> [Page]:
•••
C# - Fill DataTable using NBuilder.Net

posted Sep 30, 2015, 1:20 AM by Peter Henell   [ updated Sep 30, 2015, 1:21 AM ]

How do you easily generate some rows based on a given a set of Columns in a DataTable?
Each column of each row need to be of the correct datatype and each value of each row should be different.

This is one way to to it using NBuilder.
First define the columns in the DataTable somehow. 
--

var dt = new DataTable("Customer");
            dt.Columns.Add("ID", typeof(int));
            dt.Columns.Add("Name", typeof(string));
            dt.Columns.Add("BirthDate", typeof(DateTime));
--
Secondly, create a dynamic class - with one public property per column of the correct type in the datatable - which we can fill with data using NBuilder.
--

/// <summary>
    /// Based on
    /// http://stackoverflow.com/questions/3862226/dynamically-create-a-class-in-c-sharp
    /// </summary>
    public class DynamicTypeBuilder
    {
        private Type _createdType;

        public DynamicTypeBuilder(System.Data.DataTable schema)
        {
            this._createdType = CompileResultType(schema);
        }

        public dynamic CreateNewObject(System.Data.DataTable schema)
        {
            var entity = Activator.CreateInstance(_createdType);
            return entity;
        }

        public Type CompileResultType(System.Data.DataTable schema)
•••
[Extracted entries]
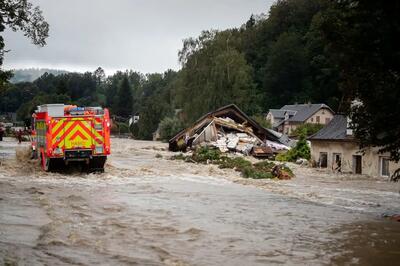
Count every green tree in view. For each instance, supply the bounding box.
[115,77,133,117]
[319,0,400,161]
[0,0,49,90]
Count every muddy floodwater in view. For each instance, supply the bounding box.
[0,138,400,265]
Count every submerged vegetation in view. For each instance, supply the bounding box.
[171,147,294,179]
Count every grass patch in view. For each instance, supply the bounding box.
[171,147,294,179]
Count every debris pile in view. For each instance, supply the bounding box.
[169,105,289,158]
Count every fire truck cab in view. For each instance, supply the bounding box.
[32,104,110,172]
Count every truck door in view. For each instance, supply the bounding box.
[63,118,93,150]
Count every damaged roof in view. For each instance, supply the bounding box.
[308,115,354,140]
[169,104,280,143]
[280,103,334,122]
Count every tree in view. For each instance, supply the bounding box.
[115,76,133,117]
[0,0,49,90]
[320,0,400,161]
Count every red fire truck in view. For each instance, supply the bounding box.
[32,104,110,172]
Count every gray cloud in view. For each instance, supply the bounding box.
[4,0,273,73]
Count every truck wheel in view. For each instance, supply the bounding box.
[40,152,50,172]
[89,156,107,173]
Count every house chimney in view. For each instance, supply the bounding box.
[346,117,353,136]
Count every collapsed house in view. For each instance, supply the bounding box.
[169,104,289,157]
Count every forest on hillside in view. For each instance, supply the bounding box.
[0,0,400,160]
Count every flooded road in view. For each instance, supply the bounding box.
[0,139,400,265]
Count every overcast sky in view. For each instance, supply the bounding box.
[4,0,273,74]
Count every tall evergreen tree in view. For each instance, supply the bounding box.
[114,76,133,117]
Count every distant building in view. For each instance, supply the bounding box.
[309,115,400,177]
[266,104,334,135]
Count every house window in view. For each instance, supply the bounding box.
[353,155,362,174]
[332,153,342,173]
[379,157,390,177]
[318,152,328,168]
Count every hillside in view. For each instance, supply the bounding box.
[10,68,68,84]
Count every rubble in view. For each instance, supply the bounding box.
[169,104,290,158]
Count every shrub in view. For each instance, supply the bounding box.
[192,147,221,163]
[218,157,251,171]
[158,117,183,141]
[275,134,311,162]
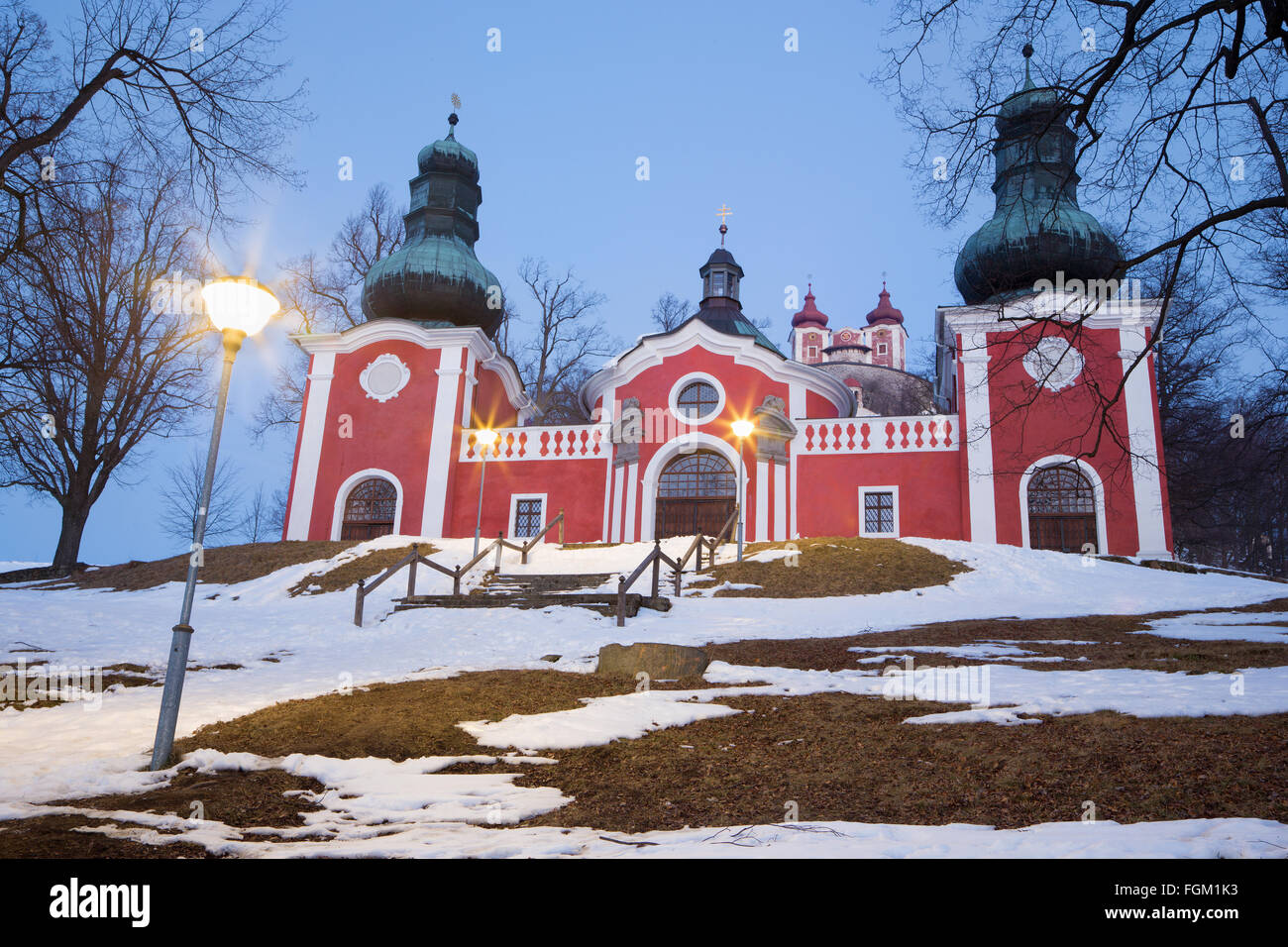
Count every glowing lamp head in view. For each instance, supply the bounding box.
[201,275,280,335]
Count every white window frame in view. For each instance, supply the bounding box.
[505,493,550,543]
[667,371,728,428]
[859,487,901,540]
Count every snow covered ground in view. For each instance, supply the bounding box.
[0,537,1288,856]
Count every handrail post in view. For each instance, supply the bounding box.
[653,540,662,598]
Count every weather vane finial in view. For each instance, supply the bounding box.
[447,91,461,138]
[716,204,733,246]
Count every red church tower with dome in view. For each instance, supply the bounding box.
[284,82,1171,557]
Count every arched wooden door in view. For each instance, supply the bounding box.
[1027,464,1100,553]
[653,451,738,539]
[340,476,398,540]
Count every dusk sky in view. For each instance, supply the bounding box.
[0,3,1015,563]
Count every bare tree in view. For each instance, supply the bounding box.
[254,184,406,437]
[877,0,1288,464]
[159,451,242,543]
[653,292,693,333]
[240,483,273,543]
[0,0,306,259]
[0,162,206,569]
[510,257,618,423]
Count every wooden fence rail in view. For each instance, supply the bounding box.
[617,506,738,627]
[353,509,569,627]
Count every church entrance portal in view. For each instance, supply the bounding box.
[653,451,738,539]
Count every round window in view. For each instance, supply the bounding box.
[675,381,720,421]
[358,353,411,402]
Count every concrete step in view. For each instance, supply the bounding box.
[394,592,671,618]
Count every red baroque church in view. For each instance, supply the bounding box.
[284,81,1172,557]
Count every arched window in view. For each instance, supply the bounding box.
[340,476,398,540]
[1027,464,1100,553]
[675,381,720,420]
[653,451,738,539]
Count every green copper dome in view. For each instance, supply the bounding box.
[362,115,503,336]
[953,56,1122,305]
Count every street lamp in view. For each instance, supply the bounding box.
[733,420,756,562]
[152,277,280,770]
[474,428,496,556]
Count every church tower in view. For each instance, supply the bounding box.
[793,283,832,365]
[362,112,505,338]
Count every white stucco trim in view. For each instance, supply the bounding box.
[752,460,770,543]
[772,462,789,543]
[609,464,630,543]
[958,331,997,543]
[1120,326,1172,559]
[640,430,747,543]
[1020,454,1109,556]
[286,352,335,540]
[580,318,854,417]
[288,318,532,416]
[622,464,640,543]
[859,487,901,540]
[666,371,728,427]
[420,347,465,536]
[505,493,550,543]
[331,467,403,541]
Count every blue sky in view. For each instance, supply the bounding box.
[0,1,989,563]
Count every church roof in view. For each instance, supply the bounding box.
[953,46,1122,305]
[362,112,503,336]
[793,283,827,329]
[868,279,903,326]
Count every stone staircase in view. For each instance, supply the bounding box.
[394,573,671,618]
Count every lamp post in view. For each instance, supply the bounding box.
[733,420,756,562]
[151,277,280,770]
[474,428,496,556]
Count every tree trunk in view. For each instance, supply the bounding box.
[53,497,90,571]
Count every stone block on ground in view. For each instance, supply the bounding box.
[595,642,711,681]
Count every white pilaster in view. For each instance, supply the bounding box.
[286,352,335,540]
[752,460,769,543]
[773,464,787,543]
[609,464,630,543]
[420,346,465,536]
[961,331,997,543]
[1120,325,1171,559]
[623,464,640,543]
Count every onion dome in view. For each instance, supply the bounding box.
[697,224,782,355]
[362,112,503,336]
[868,279,903,326]
[793,283,827,329]
[952,46,1124,305]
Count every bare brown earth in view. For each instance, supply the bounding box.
[43,541,357,591]
[0,770,325,858]
[690,536,970,598]
[0,599,1288,857]
[291,543,438,595]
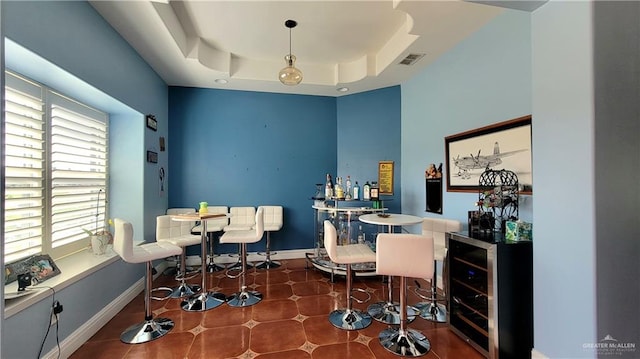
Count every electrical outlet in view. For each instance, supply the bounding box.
[51,300,63,326]
[50,312,59,327]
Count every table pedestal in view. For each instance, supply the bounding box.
[176,214,226,312]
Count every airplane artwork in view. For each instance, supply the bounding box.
[452,142,528,179]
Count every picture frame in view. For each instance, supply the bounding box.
[444,115,533,194]
[4,254,61,284]
[147,151,158,163]
[378,161,394,196]
[145,115,158,131]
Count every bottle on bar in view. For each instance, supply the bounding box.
[362,181,371,201]
[353,181,360,200]
[324,173,333,199]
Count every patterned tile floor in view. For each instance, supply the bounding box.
[71,259,483,359]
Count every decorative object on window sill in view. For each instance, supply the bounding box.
[4,254,60,290]
[82,188,113,255]
[278,20,302,86]
[476,169,518,234]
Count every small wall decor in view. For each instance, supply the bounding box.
[444,115,533,194]
[378,161,393,196]
[146,115,158,131]
[424,163,442,214]
[147,151,158,163]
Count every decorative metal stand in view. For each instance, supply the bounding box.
[478,169,518,233]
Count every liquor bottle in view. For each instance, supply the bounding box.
[358,226,364,244]
[353,181,360,200]
[362,181,371,201]
[370,181,380,201]
[324,173,333,199]
[333,177,344,199]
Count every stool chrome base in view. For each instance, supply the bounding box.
[367,302,419,325]
[207,261,226,273]
[414,302,447,323]
[255,259,281,269]
[329,309,372,330]
[378,328,431,357]
[169,283,201,298]
[227,290,262,307]
[120,318,175,344]
[180,292,226,312]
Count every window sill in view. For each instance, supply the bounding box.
[4,245,135,318]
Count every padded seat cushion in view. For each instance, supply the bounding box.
[324,221,376,264]
[156,214,202,247]
[113,218,182,263]
[220,208,264,243]
[376,233,434,279]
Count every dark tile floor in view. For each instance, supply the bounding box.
[71,259,482,359]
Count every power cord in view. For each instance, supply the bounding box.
[38,287,63,359]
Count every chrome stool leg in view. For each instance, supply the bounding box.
[227,243,262,307]
[256,231,280,269]
[367,276,420,325]
[170,247,201,298]
[378,277,431,357]
[120,261,175,344]
[415,261,447,323]
[207,233,225,273]
[329,264,372,330]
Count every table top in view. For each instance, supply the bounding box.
[360,213,423,226]
[311,205,388,213]
[171,212,227,221]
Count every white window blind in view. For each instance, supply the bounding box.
[4,72,108,263]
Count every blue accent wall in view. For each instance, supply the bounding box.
[167,87,337,252]
[337,86,402,213]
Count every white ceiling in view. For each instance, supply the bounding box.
[90,0,541,96]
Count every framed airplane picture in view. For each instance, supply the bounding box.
[444,115,533,194]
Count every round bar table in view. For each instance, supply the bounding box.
[171,213,227,312]
[360,213,423,324]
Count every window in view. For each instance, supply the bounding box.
[4,72,108,263]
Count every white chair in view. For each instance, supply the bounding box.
[376,233,434,357]
[324,220,376,330]
[156,214,201,298]
[220,207,256,268]
[220,208,264,307]
[191,206,229,273]
[256,206,283,269]
[414,217,462,323]
[113,218,182,344]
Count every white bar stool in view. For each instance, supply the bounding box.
[256,206,282,269]
[220,208,264,307]
[376,233,434,357]
[324,220,376,330]
[113,218,182,344]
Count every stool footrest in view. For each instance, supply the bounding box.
[150,287,173,300]
[351,288,371,304]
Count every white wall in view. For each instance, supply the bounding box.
[402,10,536,226]
[531,1,596,358]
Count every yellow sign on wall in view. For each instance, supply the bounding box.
[378,161,393,195]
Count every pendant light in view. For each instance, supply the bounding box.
[278,20,302,86]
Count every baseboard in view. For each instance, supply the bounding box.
[531,349,549,359]
[42,253,313,359]
[42,261,168,359]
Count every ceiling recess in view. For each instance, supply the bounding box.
[400,54,425,66]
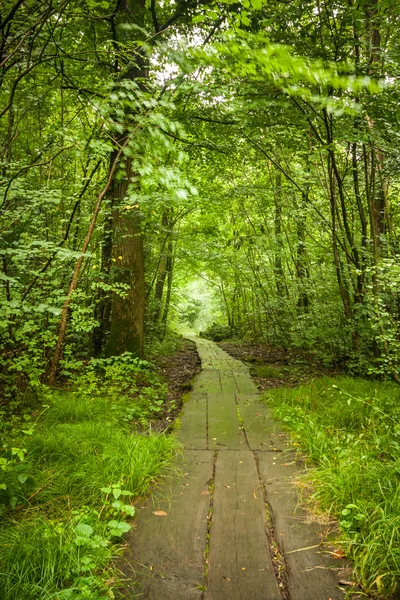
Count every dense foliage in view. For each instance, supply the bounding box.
[0,0,400,598]
[0,0,399,384]
[266,377,400,598]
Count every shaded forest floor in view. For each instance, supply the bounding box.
[218,341,340,391]
[149,338,201,431]
[218,341,400,600]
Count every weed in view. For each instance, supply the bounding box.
[265,377,400,598]
[0,392,177,600]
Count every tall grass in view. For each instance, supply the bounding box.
[264,377,400,599]
[0,393,178,600]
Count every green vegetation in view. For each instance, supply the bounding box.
[0,0,400,597]
[264,377,400,598]
[0,355,178,600]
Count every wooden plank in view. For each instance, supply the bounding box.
[236,394,290,451]
[177,393,207,450]
[205,451,282,600]
[234,371,259,394]
[220,370,238,395]
[121,450,214,600]
[193,369,222,394]
[207,393,246,450]
[258,452,344,600]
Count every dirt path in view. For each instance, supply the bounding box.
[120,339,344,600]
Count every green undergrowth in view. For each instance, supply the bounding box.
[0,354,179,600]
[264,377,400,599]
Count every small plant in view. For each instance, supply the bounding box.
[265,377,400,599]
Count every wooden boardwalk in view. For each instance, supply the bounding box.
[123,338,344,600]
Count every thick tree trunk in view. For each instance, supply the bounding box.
[105,0,148,357]
[105,160,145,358]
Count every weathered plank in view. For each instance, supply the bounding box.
[258,452,344,600]
[207,393,246,449]
[220,369,238,395]
[122,450,213,600]
[236,394,290,451]
[205,451,282,600]
[234,371,259,394]
[178,393,207,450]
[193,369,222,394]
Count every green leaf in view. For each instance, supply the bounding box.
[75,523,93,537]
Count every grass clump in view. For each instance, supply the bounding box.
[0,360,179,600]
[264,377,400,598]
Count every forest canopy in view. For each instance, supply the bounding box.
[0,0,400,384]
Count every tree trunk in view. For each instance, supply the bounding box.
[105,0,148,357]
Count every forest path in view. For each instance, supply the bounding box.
[123,338,344,600]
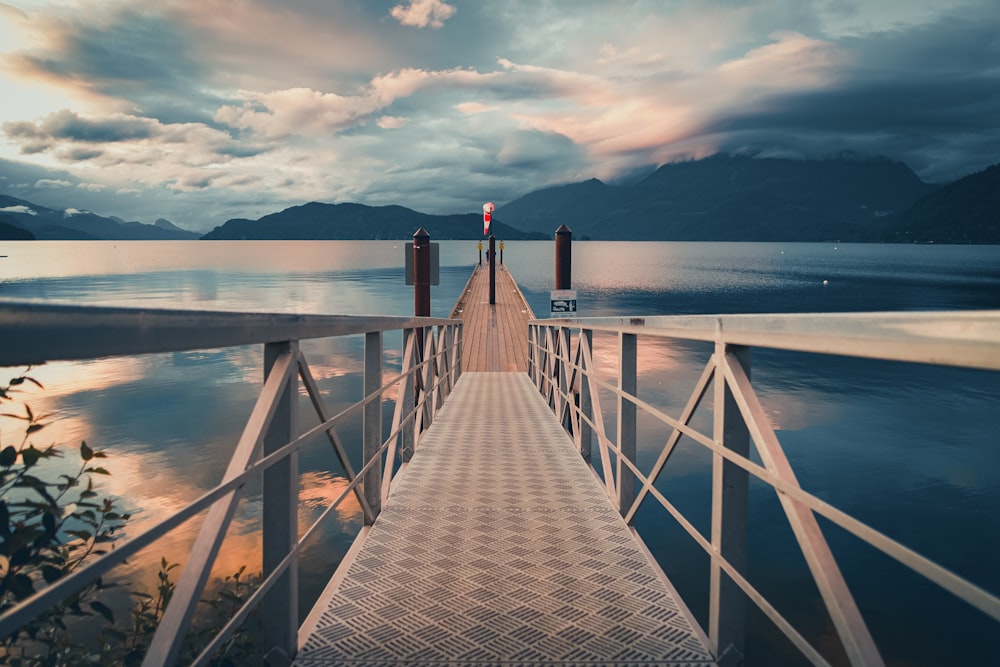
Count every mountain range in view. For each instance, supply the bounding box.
[0,154,1000,243]
[497,154,937,241]
[0,195,201,241]
[203,202,551,240]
•••
> [Set problem]:
Continue the page on filling a DataTable with NBuilder, starting right after the last line shown above.

> [Task output]:
        {
            TypeBuilder tb = GetTypeBuilder(schema.TableName);
            
            ConstructorBuilder constructor = tb.DefineDefaultConstructor(MethodAttributes.Public 
                | MethodAttributes.SpecialName 
                | MethodAttributes.RTSpecialName);

            foreach (System.Data.DataColumn field in schema.Columns)
                CreateProperty(tb, field.ColumnName, field.DataType);
            
            Type objectType = tb.CreateType();
            return objectType;
        }

        private TypeBuilder GetTypeBuilder(string typeSignature)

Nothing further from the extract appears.